[BLOC DE TEXTE]
+-------+
Né en Pologne, Janusz (Jean) Templin signe à 22 ans à Reims en 1950. Pour sa première saison en rouge et blanc, il a la lourde tâche de succéder à Pierre Flamion sur le flanc gauche de l’attaque stadiste. Il doit pourtant faire face à la concurrence à l’aile du prodige de 19 ans et déjà international Francis Méano, il ne joue pas toujours ou alors en position d’inter et même à ce poste, il a le monument Pierre Sinibaldi face à lui. Il réussit cependant une bonne première saison avec six buts en 25 rencontres.
Toujours dans la rotation lors de la saison 1952-1953, il parvient cependant à disputer la demi-finale et la finale victorieuse de Coupe latine. Il remporte également son premier titre de champion. Après la disparition tragique de Francis Méano, il est repositionné ailier gauche et devient titulaire indiscutable, remportant un second titre et disputant une seconde finale de Coupe latine en 1955.
+-------+
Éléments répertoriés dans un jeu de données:
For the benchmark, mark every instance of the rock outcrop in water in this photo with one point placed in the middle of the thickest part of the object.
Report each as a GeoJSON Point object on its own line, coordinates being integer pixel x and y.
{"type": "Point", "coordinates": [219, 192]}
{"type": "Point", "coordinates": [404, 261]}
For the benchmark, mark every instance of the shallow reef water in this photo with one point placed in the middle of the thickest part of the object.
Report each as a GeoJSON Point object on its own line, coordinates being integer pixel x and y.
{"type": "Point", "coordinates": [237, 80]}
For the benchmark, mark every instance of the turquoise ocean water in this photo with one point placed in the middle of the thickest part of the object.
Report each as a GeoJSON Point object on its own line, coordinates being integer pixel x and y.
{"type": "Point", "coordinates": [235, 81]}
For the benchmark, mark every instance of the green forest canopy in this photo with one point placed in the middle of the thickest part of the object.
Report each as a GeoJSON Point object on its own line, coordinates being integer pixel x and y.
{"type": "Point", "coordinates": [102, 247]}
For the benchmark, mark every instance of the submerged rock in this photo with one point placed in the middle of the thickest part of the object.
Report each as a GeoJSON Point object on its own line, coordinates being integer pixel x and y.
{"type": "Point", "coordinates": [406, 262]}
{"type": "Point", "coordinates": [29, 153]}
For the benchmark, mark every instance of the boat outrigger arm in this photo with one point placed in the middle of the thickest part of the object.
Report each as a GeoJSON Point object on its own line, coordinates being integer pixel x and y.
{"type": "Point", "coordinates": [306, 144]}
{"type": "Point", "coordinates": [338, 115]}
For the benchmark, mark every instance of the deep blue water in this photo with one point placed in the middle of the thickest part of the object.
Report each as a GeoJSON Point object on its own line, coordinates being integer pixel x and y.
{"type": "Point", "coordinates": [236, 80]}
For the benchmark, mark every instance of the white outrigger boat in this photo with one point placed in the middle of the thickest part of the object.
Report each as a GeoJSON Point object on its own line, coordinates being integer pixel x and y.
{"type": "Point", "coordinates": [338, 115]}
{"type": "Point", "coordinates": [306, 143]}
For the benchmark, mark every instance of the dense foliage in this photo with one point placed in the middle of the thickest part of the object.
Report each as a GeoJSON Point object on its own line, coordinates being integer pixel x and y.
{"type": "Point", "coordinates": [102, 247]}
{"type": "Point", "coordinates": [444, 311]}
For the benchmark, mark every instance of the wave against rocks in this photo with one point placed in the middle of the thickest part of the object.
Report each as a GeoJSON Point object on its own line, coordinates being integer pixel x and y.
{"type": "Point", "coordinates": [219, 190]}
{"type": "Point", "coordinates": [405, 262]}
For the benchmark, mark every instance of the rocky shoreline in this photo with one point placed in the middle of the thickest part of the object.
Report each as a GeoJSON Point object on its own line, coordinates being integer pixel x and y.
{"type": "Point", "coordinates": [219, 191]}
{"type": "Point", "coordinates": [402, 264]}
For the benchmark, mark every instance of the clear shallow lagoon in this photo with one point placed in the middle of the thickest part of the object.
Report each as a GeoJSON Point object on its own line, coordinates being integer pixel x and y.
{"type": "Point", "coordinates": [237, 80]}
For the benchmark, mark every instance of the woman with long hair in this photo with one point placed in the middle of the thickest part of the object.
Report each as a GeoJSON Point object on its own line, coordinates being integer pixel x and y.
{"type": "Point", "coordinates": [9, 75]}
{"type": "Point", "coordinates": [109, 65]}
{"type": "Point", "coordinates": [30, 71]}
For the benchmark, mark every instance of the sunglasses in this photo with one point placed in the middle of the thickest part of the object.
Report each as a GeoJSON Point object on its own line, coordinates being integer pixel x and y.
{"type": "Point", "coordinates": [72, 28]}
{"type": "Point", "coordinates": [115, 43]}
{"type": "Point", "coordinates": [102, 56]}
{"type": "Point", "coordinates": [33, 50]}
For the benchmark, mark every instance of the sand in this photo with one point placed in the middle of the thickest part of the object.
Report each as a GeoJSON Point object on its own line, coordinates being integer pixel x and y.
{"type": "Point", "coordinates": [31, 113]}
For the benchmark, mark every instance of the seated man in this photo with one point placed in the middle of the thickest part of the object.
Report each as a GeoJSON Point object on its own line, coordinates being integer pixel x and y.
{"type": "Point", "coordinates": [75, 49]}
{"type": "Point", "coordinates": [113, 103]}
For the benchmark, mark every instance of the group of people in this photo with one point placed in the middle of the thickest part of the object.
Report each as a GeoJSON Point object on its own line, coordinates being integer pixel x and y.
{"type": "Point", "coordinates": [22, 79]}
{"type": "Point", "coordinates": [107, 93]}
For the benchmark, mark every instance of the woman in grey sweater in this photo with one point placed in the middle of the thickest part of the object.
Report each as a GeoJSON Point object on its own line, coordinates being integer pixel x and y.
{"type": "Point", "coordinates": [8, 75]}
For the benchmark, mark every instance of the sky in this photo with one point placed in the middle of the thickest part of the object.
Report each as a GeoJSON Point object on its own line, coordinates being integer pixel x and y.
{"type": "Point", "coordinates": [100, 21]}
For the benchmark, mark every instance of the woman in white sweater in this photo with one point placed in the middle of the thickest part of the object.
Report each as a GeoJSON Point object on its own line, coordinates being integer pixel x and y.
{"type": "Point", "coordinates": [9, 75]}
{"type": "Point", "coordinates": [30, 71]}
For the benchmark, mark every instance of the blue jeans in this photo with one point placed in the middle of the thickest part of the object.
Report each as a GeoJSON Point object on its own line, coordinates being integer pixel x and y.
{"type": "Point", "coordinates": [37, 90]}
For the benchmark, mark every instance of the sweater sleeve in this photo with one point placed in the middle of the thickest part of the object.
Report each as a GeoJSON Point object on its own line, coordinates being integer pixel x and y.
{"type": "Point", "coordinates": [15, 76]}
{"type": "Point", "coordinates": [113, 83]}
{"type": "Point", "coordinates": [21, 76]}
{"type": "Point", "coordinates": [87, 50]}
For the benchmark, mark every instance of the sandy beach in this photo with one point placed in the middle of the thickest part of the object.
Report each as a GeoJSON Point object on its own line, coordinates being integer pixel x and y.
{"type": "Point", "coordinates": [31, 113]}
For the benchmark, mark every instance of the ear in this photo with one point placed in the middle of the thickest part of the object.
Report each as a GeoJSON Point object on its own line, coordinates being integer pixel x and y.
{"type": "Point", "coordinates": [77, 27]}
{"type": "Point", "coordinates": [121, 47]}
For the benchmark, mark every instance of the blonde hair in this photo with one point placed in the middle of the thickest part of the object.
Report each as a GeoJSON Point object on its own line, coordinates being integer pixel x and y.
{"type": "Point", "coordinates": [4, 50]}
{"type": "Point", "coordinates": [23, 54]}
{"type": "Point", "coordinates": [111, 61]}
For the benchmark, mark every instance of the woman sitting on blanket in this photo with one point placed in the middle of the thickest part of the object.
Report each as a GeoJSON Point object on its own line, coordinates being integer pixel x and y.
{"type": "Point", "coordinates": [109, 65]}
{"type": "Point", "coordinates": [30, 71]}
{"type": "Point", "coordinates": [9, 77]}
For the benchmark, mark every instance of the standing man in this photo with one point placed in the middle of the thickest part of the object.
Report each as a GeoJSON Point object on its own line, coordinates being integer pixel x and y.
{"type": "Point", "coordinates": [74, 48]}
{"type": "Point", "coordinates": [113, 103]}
+-------+
Relevez toutes les personnes nommées dans le texte sur Jean Templin, y compris lui-même.

Janusz (Jean) Templin, Pierre Flamion, Francis Méano, Pierre Sinibaldi